◆ What you will do ◆
From the records below, find each line with the string "flower" and copy it.

*** Block opens ***

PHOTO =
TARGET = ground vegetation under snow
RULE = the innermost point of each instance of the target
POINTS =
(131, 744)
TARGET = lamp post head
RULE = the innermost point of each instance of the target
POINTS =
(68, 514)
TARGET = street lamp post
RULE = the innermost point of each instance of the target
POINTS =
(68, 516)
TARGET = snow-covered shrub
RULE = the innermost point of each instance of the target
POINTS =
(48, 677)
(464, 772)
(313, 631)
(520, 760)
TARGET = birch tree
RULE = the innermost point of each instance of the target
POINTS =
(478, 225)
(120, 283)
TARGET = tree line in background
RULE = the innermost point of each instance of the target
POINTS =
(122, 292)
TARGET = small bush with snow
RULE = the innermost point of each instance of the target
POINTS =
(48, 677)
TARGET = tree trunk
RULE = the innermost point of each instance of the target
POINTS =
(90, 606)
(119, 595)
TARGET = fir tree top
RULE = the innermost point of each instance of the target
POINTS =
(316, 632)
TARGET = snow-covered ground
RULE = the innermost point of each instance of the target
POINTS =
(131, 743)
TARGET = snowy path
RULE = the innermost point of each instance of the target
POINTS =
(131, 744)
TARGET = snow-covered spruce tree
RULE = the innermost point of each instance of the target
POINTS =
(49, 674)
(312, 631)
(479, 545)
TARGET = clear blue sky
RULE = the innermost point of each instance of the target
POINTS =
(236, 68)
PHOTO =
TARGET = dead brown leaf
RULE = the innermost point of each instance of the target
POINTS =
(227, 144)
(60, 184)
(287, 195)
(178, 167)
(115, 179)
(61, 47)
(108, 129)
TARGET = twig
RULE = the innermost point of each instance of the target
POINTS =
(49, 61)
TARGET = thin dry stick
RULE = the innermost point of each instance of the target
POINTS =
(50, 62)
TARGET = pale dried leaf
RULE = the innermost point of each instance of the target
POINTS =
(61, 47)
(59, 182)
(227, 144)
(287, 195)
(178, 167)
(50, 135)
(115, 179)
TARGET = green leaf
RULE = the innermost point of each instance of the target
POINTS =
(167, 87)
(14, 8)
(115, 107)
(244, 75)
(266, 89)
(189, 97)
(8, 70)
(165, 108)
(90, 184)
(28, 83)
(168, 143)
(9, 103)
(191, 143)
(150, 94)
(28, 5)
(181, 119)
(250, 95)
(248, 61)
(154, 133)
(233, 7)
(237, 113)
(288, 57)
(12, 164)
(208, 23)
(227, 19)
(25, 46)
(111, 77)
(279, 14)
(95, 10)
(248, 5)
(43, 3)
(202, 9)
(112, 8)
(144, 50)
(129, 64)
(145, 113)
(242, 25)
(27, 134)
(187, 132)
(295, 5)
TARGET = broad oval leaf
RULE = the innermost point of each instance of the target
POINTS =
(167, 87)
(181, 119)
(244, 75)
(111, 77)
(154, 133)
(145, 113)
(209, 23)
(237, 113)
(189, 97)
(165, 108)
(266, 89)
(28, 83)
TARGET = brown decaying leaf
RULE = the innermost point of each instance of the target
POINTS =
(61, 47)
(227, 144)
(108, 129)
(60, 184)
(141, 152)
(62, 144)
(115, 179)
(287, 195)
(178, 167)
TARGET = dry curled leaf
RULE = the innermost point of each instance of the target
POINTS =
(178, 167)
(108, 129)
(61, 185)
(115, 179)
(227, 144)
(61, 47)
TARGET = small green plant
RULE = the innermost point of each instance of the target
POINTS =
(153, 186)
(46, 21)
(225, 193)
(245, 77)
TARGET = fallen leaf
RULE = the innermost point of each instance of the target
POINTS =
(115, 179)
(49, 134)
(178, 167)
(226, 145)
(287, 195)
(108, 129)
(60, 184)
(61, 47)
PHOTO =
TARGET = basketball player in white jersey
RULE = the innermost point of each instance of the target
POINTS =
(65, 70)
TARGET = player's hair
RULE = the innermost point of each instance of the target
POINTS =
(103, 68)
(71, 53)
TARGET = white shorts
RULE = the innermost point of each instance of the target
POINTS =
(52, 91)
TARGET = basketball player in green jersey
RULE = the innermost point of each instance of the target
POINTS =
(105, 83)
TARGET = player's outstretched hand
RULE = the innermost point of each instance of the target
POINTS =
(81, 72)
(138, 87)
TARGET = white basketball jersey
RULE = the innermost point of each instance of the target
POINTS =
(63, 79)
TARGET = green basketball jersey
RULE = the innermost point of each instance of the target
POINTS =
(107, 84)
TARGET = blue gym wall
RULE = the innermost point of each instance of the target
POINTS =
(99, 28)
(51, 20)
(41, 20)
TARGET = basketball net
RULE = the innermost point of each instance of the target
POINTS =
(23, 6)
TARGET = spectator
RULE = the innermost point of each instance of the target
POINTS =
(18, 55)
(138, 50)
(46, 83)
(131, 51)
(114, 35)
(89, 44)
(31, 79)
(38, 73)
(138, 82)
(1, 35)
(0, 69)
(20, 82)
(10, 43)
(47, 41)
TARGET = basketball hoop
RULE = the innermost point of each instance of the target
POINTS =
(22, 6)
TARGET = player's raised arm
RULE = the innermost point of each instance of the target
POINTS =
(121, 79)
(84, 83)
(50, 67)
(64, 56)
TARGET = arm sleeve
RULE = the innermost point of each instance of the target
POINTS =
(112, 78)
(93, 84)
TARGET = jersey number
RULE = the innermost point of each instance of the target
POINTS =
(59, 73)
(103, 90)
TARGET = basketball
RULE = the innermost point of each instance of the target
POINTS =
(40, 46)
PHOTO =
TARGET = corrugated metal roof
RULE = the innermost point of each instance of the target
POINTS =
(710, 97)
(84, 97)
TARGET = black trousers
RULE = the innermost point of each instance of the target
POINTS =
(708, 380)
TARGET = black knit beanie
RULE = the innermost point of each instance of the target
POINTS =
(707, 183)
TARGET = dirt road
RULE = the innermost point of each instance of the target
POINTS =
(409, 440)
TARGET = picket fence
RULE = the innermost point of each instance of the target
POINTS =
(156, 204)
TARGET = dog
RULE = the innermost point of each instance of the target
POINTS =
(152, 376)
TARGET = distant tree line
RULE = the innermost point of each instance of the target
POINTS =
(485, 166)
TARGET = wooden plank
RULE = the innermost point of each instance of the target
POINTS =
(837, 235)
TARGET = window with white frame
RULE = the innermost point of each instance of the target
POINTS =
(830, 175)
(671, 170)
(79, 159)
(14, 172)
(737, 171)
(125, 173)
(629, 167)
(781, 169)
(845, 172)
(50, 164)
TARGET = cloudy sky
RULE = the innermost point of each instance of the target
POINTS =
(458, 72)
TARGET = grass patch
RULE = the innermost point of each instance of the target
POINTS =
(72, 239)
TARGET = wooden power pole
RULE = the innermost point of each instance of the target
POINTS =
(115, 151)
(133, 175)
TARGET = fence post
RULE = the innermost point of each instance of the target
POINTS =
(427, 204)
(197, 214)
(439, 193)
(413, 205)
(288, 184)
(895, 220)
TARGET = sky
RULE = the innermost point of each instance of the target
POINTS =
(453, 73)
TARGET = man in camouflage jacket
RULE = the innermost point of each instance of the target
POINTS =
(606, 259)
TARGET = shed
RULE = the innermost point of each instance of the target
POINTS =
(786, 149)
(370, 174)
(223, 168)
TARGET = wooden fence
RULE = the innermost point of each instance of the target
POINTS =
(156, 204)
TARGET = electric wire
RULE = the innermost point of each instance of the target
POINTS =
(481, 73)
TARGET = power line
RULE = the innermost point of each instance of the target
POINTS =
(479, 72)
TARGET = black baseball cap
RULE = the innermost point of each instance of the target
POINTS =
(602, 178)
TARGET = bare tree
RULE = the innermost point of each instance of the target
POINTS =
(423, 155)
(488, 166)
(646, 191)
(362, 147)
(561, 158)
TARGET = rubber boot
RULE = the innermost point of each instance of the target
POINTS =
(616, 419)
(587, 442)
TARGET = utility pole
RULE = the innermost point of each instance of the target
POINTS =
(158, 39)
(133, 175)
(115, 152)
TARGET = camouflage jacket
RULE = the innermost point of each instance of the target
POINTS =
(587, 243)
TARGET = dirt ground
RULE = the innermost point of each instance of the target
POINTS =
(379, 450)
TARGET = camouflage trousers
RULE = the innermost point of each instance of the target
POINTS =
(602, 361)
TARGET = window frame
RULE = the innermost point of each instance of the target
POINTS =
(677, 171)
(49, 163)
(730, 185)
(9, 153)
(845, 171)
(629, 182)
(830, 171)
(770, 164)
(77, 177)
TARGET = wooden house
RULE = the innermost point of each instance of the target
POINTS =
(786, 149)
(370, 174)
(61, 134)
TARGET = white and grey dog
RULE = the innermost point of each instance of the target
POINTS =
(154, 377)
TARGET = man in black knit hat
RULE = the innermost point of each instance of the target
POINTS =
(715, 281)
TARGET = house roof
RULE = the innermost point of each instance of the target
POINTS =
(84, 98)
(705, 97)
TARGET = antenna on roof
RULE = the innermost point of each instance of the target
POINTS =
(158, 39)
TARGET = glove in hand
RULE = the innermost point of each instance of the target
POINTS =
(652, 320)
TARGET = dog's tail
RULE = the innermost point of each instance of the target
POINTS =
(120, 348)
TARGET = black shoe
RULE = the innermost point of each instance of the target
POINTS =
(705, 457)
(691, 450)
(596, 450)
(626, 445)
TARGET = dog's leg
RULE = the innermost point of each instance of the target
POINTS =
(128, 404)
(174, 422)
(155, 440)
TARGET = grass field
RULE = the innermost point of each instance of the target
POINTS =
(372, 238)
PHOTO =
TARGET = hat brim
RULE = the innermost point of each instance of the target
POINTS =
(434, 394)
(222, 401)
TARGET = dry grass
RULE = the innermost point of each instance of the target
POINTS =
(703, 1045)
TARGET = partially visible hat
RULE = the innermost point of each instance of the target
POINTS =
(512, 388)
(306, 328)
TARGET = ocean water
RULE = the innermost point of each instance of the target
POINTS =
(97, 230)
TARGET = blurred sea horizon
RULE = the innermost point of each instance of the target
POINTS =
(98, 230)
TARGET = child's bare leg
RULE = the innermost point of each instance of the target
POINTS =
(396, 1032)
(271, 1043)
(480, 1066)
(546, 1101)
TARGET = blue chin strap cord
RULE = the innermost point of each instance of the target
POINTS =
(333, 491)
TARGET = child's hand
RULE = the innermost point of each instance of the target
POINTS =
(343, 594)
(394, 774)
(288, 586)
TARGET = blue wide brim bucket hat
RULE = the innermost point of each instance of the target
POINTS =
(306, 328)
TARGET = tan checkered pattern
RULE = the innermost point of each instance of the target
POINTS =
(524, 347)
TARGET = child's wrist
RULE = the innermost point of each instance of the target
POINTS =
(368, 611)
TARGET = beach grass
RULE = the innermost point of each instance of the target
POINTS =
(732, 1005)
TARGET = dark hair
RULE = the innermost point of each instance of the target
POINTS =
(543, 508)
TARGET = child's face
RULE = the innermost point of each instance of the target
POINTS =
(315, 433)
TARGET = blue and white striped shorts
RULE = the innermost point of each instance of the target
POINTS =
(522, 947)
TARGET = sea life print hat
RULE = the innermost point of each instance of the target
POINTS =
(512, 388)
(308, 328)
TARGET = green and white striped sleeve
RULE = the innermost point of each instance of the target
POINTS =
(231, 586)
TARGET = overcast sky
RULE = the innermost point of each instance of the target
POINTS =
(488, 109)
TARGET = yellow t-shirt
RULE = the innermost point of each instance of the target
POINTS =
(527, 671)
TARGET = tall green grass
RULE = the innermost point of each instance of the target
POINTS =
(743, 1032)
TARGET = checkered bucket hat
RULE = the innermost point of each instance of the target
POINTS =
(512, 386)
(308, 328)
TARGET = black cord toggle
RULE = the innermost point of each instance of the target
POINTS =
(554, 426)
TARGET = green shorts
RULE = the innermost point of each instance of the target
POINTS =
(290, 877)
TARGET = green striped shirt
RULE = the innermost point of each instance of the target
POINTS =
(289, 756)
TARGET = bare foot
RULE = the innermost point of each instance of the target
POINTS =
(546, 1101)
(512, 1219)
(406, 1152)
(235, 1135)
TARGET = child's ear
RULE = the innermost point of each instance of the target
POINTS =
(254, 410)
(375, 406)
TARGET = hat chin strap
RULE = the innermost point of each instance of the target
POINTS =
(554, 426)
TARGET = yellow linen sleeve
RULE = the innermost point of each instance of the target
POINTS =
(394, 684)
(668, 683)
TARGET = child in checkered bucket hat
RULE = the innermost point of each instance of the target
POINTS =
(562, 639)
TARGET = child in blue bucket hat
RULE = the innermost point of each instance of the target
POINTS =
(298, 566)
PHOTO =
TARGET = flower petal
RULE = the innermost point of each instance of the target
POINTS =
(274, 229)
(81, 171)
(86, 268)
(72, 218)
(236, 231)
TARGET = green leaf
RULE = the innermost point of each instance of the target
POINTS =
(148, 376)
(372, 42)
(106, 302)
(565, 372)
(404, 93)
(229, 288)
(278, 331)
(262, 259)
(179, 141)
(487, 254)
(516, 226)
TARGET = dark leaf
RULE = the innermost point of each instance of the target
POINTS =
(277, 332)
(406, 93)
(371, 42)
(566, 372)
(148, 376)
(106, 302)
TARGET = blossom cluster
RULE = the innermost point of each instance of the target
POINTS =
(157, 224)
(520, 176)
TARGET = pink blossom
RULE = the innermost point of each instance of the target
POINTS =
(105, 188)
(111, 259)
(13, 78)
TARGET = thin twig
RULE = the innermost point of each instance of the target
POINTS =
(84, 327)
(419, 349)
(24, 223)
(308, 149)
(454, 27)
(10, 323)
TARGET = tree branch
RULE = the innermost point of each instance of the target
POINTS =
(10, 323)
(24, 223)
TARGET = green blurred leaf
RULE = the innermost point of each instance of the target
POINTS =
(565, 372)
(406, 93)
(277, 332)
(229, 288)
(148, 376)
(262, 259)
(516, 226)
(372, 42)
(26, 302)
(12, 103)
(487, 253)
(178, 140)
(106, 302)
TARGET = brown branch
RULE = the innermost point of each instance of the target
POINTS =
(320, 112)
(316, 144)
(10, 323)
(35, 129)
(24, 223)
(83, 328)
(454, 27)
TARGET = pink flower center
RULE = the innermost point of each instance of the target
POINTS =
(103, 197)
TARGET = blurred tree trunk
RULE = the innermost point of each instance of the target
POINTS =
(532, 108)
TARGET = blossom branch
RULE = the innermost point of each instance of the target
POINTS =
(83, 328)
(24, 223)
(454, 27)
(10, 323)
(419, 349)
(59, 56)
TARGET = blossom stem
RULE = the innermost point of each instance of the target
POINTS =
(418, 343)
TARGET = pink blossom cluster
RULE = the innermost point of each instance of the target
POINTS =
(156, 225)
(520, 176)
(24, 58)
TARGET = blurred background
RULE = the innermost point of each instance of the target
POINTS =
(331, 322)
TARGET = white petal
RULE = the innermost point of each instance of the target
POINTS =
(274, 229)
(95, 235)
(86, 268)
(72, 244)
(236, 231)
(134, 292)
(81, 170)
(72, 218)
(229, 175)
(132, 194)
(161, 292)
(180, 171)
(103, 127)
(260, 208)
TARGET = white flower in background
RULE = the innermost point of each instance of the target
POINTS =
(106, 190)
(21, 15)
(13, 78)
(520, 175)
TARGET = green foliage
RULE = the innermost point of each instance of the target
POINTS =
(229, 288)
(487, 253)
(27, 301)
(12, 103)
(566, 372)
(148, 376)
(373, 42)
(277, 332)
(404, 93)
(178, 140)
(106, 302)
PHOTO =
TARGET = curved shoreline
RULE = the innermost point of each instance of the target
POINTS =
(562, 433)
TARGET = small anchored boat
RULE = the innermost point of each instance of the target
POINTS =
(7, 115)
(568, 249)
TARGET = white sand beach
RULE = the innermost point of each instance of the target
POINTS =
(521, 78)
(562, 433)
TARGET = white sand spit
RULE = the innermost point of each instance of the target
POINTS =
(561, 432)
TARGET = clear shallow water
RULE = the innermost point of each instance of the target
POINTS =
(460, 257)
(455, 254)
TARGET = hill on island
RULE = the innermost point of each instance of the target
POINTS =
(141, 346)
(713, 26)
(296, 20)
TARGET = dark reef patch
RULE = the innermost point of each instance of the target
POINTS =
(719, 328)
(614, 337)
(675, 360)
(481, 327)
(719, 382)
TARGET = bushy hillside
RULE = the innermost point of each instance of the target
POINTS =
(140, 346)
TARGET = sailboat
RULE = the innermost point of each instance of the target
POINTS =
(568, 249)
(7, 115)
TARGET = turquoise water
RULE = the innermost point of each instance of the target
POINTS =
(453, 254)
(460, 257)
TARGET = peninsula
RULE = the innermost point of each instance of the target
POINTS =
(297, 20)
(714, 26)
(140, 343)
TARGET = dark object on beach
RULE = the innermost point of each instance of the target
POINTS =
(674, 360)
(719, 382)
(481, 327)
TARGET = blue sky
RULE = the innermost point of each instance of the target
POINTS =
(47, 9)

*** Block closes ***

◆ Solution below ◆
TARGET = flower petal
TARGET = pink flower center
TARGET = white flower in background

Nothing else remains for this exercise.